▶ _Source document_
==============================

Tuning Gold Nanoparticle Size with Fixed Interparticle Spacing in Large-Scale Arrays: Implications for Plasmonics and Nanoparticle Etching Masks

Gold nanoparticles play an important role in plasmonic arrays, including, but not limited to, photovoltaic, biomedical, sensing, optical, and catalytic applications. For plasmonic arrays, control over spatial variables of the array, such as nanoparticle size and spacing, must be judiciously cared for. We present here a multistep deposit/dewet process for nanoparticle ensemble fabrication that exploits thermally driven solid-state diffusional dewetting, coupled with Ostwald ripening, to tune the nanoparticle size or area coverage for a particular particle–particle spacing. The initial dewetting process defines the spatial period of the array, with subsequent dewetting steps growing the nanoparticles while adhering to the “seeded” period from the first dewetting. Following the fifth deposit/dewet cycle, relative to the first cycle, the mean nanoparticle height exhibited a percent increase of 90 and 66% for 5 and 7.5 nm multistep deposit/dewet processes, respectively, while minimally impacting the ensemble period. This provides unprecedented control over the spatial parameters of large-scale nanoparticle ensembles for plasmonic and etching-mask applications where a particular particle size and spacing are desired. Due to the simplicity of the technique and its area scalability, the cyclic deposition/dewetting process is shown here to be a method that can be easily scaled up to apply to large-area (up to meter-size) applications.

==============================

▶ _Problem statement_
In the abstract on gold nanoparticle arrays, what percent increase in mean nanoparticle height did the 7.5 nm multistep deposit/dewet process show after the fifth cycle, relative to the first?

▶ _Data listing_
==============================

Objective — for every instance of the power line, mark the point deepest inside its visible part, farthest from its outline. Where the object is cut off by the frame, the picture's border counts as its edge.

==============================

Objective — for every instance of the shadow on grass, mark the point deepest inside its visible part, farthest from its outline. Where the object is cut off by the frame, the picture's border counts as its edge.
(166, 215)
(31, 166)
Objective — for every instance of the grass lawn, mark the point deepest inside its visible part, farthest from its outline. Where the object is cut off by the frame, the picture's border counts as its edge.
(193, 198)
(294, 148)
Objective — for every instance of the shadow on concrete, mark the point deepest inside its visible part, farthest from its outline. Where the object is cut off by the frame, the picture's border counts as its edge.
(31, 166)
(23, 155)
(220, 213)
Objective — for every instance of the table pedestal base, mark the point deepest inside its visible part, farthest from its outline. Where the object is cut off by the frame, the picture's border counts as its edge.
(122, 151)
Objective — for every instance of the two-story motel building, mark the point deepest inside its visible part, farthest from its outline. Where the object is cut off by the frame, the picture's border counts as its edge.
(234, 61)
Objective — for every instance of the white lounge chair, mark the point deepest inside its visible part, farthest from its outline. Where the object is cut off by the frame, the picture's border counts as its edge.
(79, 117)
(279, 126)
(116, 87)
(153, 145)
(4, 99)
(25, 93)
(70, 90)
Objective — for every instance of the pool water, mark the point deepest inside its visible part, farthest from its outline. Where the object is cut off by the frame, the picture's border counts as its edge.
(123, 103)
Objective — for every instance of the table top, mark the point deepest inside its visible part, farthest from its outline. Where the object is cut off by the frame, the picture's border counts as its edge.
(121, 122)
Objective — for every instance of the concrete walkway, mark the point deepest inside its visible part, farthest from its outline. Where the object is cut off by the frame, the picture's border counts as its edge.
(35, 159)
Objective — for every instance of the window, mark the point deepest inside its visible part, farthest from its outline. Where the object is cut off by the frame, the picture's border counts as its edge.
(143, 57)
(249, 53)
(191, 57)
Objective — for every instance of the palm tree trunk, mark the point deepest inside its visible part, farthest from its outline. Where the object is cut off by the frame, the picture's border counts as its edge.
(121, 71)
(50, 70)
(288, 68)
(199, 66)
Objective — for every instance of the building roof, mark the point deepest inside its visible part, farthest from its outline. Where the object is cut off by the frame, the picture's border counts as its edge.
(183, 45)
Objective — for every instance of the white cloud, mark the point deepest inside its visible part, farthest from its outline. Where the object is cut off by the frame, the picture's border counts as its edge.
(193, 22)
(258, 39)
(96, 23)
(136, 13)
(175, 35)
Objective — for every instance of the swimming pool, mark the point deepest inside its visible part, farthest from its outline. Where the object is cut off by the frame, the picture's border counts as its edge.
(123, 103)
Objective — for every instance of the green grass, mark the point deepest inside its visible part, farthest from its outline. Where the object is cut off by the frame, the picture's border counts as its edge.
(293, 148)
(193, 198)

==============================

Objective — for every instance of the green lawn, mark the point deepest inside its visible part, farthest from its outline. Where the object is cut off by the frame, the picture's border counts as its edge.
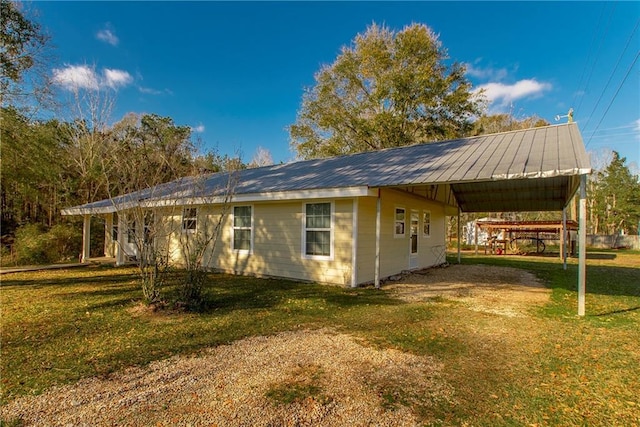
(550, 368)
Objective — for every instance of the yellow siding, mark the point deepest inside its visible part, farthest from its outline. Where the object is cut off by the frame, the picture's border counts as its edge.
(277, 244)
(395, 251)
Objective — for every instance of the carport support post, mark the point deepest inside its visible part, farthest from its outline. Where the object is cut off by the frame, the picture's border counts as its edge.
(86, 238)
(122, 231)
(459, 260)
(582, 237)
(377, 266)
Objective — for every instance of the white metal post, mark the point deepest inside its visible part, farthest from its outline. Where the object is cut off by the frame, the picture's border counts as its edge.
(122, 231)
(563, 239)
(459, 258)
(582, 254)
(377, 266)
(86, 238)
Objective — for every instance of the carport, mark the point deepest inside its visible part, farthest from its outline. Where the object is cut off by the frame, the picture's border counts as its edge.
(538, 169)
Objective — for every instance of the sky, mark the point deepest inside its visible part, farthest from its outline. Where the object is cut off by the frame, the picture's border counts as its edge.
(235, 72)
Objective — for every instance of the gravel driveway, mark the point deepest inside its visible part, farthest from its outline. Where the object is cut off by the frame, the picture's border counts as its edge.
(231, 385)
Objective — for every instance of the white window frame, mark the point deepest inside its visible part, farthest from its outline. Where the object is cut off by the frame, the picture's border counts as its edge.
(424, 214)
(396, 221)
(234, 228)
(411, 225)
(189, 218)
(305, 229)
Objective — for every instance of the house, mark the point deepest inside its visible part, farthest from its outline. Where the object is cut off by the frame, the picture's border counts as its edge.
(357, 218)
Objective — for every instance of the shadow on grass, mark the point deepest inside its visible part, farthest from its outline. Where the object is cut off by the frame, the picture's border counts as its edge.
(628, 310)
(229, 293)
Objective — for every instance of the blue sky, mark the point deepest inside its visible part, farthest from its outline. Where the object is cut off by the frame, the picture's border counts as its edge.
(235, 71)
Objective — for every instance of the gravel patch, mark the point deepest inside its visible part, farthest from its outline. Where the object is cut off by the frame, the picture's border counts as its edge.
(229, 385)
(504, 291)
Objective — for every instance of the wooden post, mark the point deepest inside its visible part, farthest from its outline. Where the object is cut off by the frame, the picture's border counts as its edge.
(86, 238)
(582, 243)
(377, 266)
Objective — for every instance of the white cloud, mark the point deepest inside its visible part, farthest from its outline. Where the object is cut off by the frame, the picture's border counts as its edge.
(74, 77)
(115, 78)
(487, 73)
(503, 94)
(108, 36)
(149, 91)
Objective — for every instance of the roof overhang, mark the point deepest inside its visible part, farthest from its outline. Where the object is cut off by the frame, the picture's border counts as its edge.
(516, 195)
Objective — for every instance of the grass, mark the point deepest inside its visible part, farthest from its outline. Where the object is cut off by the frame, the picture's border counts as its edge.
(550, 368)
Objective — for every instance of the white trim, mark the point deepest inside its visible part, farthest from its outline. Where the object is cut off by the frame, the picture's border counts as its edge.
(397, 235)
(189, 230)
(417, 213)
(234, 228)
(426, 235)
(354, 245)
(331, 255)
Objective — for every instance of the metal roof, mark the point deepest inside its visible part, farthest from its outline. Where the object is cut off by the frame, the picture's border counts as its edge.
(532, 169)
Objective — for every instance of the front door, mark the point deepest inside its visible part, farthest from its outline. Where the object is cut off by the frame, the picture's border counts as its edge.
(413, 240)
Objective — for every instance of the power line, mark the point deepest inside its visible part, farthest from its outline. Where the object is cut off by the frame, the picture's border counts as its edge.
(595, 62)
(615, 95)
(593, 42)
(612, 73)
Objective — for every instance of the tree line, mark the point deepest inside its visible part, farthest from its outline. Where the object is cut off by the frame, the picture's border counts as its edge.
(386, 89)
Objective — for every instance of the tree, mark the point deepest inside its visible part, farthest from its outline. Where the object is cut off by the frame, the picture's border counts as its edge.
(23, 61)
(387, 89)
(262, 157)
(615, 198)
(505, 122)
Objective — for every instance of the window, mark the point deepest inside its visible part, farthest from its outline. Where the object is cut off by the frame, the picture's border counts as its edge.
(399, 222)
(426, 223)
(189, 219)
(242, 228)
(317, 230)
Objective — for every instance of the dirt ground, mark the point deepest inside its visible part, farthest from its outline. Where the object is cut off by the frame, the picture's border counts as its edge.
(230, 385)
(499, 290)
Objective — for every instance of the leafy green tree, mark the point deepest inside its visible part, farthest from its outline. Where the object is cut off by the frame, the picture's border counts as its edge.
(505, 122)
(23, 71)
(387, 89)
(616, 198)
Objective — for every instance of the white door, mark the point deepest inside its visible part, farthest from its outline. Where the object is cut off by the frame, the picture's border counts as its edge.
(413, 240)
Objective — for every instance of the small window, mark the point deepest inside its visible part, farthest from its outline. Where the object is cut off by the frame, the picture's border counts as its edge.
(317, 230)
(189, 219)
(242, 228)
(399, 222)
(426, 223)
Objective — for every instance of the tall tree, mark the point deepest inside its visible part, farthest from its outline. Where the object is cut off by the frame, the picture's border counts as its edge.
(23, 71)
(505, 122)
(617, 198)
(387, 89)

==============================

▶ _Answer box_
66%